- Saved entries
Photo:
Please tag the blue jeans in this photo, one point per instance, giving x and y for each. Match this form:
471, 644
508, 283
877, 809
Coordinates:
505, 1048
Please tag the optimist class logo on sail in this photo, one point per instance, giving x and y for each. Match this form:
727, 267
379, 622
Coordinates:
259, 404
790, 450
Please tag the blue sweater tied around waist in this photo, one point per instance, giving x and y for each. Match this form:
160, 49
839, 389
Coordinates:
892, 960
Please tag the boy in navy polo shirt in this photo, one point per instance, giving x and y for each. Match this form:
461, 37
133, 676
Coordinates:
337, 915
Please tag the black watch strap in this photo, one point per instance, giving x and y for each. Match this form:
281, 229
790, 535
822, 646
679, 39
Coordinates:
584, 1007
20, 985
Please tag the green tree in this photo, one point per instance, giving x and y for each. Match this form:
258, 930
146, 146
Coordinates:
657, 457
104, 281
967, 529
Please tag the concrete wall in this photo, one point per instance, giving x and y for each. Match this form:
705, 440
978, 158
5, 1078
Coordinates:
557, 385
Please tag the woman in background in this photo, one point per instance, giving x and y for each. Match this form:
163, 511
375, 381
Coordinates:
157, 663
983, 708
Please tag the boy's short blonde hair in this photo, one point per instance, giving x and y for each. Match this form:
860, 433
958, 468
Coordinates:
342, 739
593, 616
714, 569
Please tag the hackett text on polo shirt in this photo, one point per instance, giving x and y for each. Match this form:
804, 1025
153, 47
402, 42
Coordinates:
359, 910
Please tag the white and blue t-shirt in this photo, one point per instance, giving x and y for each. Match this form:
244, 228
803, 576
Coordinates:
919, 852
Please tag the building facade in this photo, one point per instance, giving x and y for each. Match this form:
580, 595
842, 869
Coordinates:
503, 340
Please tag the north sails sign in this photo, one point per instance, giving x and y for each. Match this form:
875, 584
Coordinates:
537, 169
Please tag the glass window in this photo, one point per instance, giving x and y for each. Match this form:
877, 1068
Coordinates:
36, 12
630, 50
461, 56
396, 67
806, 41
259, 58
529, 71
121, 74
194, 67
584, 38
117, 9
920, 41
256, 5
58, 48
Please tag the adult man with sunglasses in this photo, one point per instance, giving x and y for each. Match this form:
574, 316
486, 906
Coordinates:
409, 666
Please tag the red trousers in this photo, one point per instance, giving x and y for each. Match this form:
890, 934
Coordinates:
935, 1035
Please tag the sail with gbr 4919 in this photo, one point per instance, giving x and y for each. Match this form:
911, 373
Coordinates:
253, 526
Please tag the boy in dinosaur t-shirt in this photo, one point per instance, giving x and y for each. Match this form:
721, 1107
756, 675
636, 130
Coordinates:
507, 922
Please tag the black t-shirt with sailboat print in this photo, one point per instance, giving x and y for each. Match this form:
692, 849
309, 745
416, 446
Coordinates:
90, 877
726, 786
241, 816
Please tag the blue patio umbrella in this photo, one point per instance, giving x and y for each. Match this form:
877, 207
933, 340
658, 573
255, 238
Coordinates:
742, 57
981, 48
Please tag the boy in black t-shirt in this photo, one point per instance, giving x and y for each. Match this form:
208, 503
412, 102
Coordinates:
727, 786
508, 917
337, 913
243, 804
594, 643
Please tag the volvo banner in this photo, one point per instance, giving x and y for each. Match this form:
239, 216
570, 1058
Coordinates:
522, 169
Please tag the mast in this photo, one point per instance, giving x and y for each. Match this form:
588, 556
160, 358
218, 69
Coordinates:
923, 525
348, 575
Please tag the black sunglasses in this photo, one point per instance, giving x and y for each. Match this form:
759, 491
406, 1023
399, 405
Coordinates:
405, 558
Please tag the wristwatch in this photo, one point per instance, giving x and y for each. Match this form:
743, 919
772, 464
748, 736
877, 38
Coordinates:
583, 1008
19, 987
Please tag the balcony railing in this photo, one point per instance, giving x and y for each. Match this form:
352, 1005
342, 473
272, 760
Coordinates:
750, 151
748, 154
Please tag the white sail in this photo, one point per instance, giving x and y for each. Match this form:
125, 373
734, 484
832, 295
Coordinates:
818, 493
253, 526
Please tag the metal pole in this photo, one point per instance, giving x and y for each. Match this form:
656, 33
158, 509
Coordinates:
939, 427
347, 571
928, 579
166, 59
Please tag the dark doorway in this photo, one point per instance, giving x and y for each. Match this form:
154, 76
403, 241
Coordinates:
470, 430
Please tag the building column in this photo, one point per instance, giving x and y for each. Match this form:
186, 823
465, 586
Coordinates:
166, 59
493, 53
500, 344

- EXERCISE INSTRUCTIONS
The lines to return are those with the string "building" in them; copy each from the entries above.

- REPLY TO THE TASK
Please tag the building facade in this photo, one point per instance, giving x and y for each. Match this form:
Please tag the building column in this photo, one point per instance, giving x and y for each. Match this form:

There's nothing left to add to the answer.